══ LISTING
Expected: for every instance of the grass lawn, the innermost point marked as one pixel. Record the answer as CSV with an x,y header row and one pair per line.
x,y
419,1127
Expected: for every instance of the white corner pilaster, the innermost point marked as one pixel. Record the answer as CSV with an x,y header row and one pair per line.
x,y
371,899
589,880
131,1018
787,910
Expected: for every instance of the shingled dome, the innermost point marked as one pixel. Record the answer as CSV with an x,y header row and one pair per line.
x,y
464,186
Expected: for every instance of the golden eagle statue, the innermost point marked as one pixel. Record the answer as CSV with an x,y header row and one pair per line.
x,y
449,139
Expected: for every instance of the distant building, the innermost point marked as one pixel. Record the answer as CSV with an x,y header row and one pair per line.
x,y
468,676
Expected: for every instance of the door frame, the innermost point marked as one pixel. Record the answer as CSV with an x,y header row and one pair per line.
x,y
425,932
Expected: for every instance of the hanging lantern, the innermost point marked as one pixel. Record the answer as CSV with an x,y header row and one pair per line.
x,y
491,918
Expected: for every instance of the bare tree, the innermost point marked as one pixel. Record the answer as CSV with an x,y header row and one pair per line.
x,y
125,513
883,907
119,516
════
Rewrite every line of the items above as a Markdown table with two columns, Row and Text. Give each line its own numbered row and leave out blank lines.

▶ **WRITTEN RESPONSE**:
| Row | Text |
|---|---|
| 1 | Expected: for every instance of the grass lawn, the innermost point marked as one pixel. Record the answer as CSV with an x,y header row and one pair per line. |
| 2 | x,y |
| 3 | 419,1127 |
| 4 | Expected: for every instance of the white corner pilaster, the innermost point marked as one pixel. Record the answer as CSV with an x,y header row and one pair per line. |
| 5 | x,y |
| 6 | 371,899 |
| 7 | 589,880 |
| 8 | 131,1018 |
| 9 | 787,910 |
| 10 | Expected: for every instance of the shingled dome, the innermost point marked as one pixel. Record the answer as CSV with an x,y header row and one pair per line. |
| 11 | x,y |
| 12 | 464,186 |
| 13 | Expected: for every instance of the golden eagle statue, the innermost point marked as one pixel. Record the answer as CSV with an x,y header row and one pair per line. |
| 14 | x,y |
| 15 | 449,139 |
| 16 | Expected: for every instance of the distant building, the innermost point marked as one pixel. Record the answer as CSV with an x,y header row and one pair per line. |
| 17 | x,y |
| 18 | 468,676 |
| 19 | Expected: for every instance of the door frame, the innermost point marked as one pixel. Record the answer as CSV with an x,y header row and one pair per line. |
| 20 | x,y |
| 21 | 425,932 |
| 22 | Expected: for every instance of the hanging lantern, the innermost point marked as one pixel. Record the answer as CSV with an x,y header row and one pair per line. |
| 23 | x,y |
| 24 | 491,918 |
| 25 | Expected: for every instance of the bare tree, the innermost point marked as one pixel. Record the answer as CSV with an x,y header row and one pair per line. |
| 26 | x,y |
| 27 | 125,513 |
| 28 | 883,907 |
| 29 | 119,516 |